- _Problem statement_: Write every record out again exactly as given.

____

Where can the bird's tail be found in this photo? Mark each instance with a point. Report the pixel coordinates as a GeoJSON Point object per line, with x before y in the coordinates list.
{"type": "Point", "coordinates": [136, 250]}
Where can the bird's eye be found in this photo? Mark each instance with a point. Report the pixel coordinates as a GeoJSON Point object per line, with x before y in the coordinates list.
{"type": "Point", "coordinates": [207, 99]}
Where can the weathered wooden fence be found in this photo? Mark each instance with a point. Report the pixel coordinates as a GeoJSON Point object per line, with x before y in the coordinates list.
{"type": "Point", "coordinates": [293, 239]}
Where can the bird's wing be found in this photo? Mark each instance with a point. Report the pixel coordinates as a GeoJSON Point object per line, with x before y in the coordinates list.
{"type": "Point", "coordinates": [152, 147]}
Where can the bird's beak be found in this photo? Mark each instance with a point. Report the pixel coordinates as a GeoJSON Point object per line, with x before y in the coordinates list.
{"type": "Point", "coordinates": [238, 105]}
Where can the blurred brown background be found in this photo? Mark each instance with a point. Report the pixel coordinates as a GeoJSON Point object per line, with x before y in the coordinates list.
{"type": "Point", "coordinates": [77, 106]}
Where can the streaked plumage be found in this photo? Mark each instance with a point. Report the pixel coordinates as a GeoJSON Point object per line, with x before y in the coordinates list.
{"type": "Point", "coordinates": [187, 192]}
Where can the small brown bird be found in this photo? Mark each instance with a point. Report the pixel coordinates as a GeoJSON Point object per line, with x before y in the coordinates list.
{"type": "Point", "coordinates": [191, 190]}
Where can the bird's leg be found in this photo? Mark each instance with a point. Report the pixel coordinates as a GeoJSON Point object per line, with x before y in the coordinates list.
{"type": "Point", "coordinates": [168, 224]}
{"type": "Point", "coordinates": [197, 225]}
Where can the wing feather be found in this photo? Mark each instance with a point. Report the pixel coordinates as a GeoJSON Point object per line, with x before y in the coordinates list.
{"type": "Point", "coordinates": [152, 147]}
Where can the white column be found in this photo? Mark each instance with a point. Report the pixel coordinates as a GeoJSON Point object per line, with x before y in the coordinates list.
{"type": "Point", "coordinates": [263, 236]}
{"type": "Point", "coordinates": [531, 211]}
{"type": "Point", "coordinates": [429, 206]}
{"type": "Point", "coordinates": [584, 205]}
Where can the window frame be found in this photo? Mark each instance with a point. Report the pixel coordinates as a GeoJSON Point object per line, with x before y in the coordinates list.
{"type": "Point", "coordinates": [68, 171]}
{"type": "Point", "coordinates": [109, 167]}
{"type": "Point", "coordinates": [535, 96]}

____

- _Solution for this exercise_:
Where can the bird's tail be found in this photo? Mark each instance with a point. Report the pixel coordinates as a GeoJSON Point object per line, with x before y in the coordinates list.
{"type": "Point", "coordinates": [136, 250]}
Where can the bird's eye be found in this photo? Mark each instance with a point. Report the pixel coordinates as a GeoJSON Point object per line, with x before y in the coordinates list.
{"type": "Point", "coordinates": [207, 99]}
Where can the weathered wooden fence be found in this photo? Mark each instance with a point. Report the pixel coordinates as a GeoJSON Point object per line, with x before y in the coordinates list.
{"type": "Point", "coordinates": [293, 239]}
Where can the bird's wing be found in this photo? Mark each instance with a point. Report the pixel coordinates as a GeoJSON Point object per line, with x before y in the coordinates list.
{"type": "Point", "coordinates": [152, 147]}
Where can the bird's beak be found in this photo? Mark each instance with a point. Report the pixel coordinates as a GeoJSON Point object per line, with x before y in the coordinates list.
{"type": "Point", "coordinates": [238, 105]}
Where can the blurred brown background be found in this photo? Mark each instance with a point. Report the pixel coordinates as a GeoJSON Point object per line, with x before y in the coordinates list.
{"type": "Point", "coordinates": [77, 106]}
Where can the streaked plumage be found in this photo? Mark each instance with a point. Report the pixel coordinates as a GeoJSON Point object per line, with x before y in the coordinates list.
{"type": "Point", "coordinates": [187, 192]}
Where can the small brown bird be found in this photo? Mark each instance with a point. Report the pixel coordinates as a GeoJSON Point object per line, with x before y in the coordinates list.
{"type": "Point", "coordinates": [191, 190]}
Where can the bird's leg be found in this photo? Mark each instance with a point. Report the pixel coordinates as a GeoJSON Point object per line, with x before y in the coordinates list.
{"type": "Point", "coordinates": [168, 224]}
{"type": "Point", "coordinates": [197, 225]}
Where can the wing feather be found in this photo? Mark each instance with a point. Report the pixel coordinates as a GeoJSON Point object per line, with x before y in the coordinates list.
{"type": "Point", "coordinates": [152, 147]}
Where can the white column be found in this photo? Mark each instance with a point. Report the pixel coordinates as a GeoJSON Point object per line, with x before y in the coordinates list.
{"type": "Point", "coordinates": [263, 236]}
{"type": "Point", "coordinates": [531, 211]}
{"type": "Point", "coordinates": [429, 206]}
{"type": "Point", "coordinates": [584, 205]}
Where can the window frame be found in this photo? Mark each instance with a point. Report the pixel coordinates as a GeoJSON Point object per line, with x before y in the coordinates list.
{"type": "Point", "coordinates": [68, 171]}
{"type": "Point", "coordinates": [109, 167]}
{"type": "Point", "coordinates": [535, 96]}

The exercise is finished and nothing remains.